TEXT:

————

# My Audi Exclusive S3



## .:AreThirteeTwo (May 30, 2010)

This is my Audi Exclusive Merlin Purple 2016 S3,
Waited 6 Months for it to show up. Very pleased with the color.

I have a full build thread on Audizine but Ill toss this here as well.


Ill just leave these here:thumbup:

Rotiform QLB on the way any day now.
Have HR super sport springs on 
Spulen Turbo Muffler Delete as well.

Brembo BBK coming soon.
UN motorsports ECU/TCU tune also coming soon.


----------



## scope213 (Feb 19, 2015)

Wow a purple one! Nice! What are the other special order colors for the S3 in 2016?

Sent from my SAMSUNG-SM-G890A using Tapatalk


----------



## GaBoYnFla (Oct 2, 2005)




----------



## VWNCC (Jan 12, 2010)

:thumbup:

One of the best S3's I have seen.

Black optics + a nice sporty color = win!


----------



## gamegenie (Aug 24, 2014)

That color reminds me of Shiraz Red.


----------



## scope213 (Feb 19, 2015)

Daaang I want that nardo gray on my S3!!

Sent from my SM-T800 using Tapatalk


----------



## .:AreThirteeTwo (May 30, 2010)

VWNCC said:


> :thumbup:
> 
> One of the best S3's I have seen.
> 
> Black optics + a nice sporty color = win!





scope213 said:


> Wow a purple one! Nice! What are the other special order colors for the S3 in 2016?
> 
> Sent from my SAMSUNG-SM-G890A using Tapatalk




Thanks guys for the compliments!

You can special order it through the Audi Exclusive program in pretty much any color, I only got turned down on my initial color of Porsche Impulse Red as the factory that was building the S3's could not do that paint code.


Got an update on my wheels, should have them by end of next week :thumbup:


----------



## primolak (Jul 30, 2015)

That looks fantastic!


Sent from my iPad using Tapatalk


----------



## high_octaneGTI (Nov 10, 2007)

Very nice sir


----------



## 1998GTIVR6 (Nov 28, 2005)

The color with the black optics makes it a very unique car. Mercedes has a similar color on their CLA/GLA AMGs. Your car is beautiful.

————

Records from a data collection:
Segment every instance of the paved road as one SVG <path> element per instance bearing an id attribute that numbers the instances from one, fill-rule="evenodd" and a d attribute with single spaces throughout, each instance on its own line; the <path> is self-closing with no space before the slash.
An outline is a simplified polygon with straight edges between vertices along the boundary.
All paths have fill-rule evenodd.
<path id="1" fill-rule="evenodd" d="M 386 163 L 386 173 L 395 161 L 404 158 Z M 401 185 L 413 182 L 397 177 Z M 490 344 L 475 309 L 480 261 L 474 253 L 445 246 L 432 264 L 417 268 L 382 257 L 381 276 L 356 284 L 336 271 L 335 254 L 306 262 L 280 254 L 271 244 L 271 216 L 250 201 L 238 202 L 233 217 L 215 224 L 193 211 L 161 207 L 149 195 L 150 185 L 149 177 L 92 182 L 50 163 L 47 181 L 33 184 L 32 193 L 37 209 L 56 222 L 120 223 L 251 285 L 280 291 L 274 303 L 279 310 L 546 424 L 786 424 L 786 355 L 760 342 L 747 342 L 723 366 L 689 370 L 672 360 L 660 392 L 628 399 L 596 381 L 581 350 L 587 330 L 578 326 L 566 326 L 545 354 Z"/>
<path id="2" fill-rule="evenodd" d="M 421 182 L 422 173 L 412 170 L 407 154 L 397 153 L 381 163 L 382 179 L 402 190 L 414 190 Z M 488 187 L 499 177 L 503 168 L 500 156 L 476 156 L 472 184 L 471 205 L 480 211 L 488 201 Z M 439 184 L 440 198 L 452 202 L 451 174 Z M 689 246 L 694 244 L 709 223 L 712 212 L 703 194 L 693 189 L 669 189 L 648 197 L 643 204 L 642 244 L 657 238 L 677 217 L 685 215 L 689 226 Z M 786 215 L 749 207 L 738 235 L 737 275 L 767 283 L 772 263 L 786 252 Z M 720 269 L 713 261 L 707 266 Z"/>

————

WRITTEN REQUEST A: Output the passage of the Audi S3 thread between "You can special" and "That looks fantastic!", inclusive, word for word.
WRITTEN REQUEST B: Pick up the forum thread about the purple Audi S3 from where it stops and keep it going.

TASK RESPONSE A:
You can special order it through the Audi Exclusive program in pretty much any color, I only got turned down on my initial color of Porsche Impulse Red as the factory that was building the S3's could not do that paint code.


Got an update on my wheels, should have them by end of next week :thumbup:


----------



## primolak (Jul 30, 2015)

That looks fantastic!

TASK RESPONSE B:
----------



## BETOGLI (Jul 15, 2010)

Pretty amazing car, congrats! Please upload some pics once you install your new wheels!


----------



## VR6Nikopol (Jul 11, 2001)

How different is the Merlin Purple from the factory Panther Black Crystal Effect ?

German car makers have a very conventional color palette. Cool colors have to be specially ordered :banghead: Tired of the Black, White, Gray, Silver, Red and Blue.

Congrats for the car and thanks for being bold !


----------



## Reznor909 (Jul 27, 2015)

Beautiful! I agonized for a while over the cost vs. benefit of getting this exact color and now am really wishing I hadn't held back!


----------



## gamegenie (Aug 24, 2014)

VR6Nikopol said:


> How different is the Merlin Purple from the factory Panther Black Crystal Effect ?
> 
> German car makers have a very conventional color palette. Cool colors have to be specially ordered :banghead: Tired of the Black, White, Gray, Silver, Red and Blue.
> 
> Congrats for the car and thanks for being bold !


They are not even close. 

Black Panther Pearl looks almost like Beluga Brown metallic.


----------



## oaksandnix (Aug 10, 2009)

Exactly how I'd configure one! Merlin Purple, Super Sport seats, LED headlights, I'm assuming Black Optics too?

 So good, congrats on the pickup!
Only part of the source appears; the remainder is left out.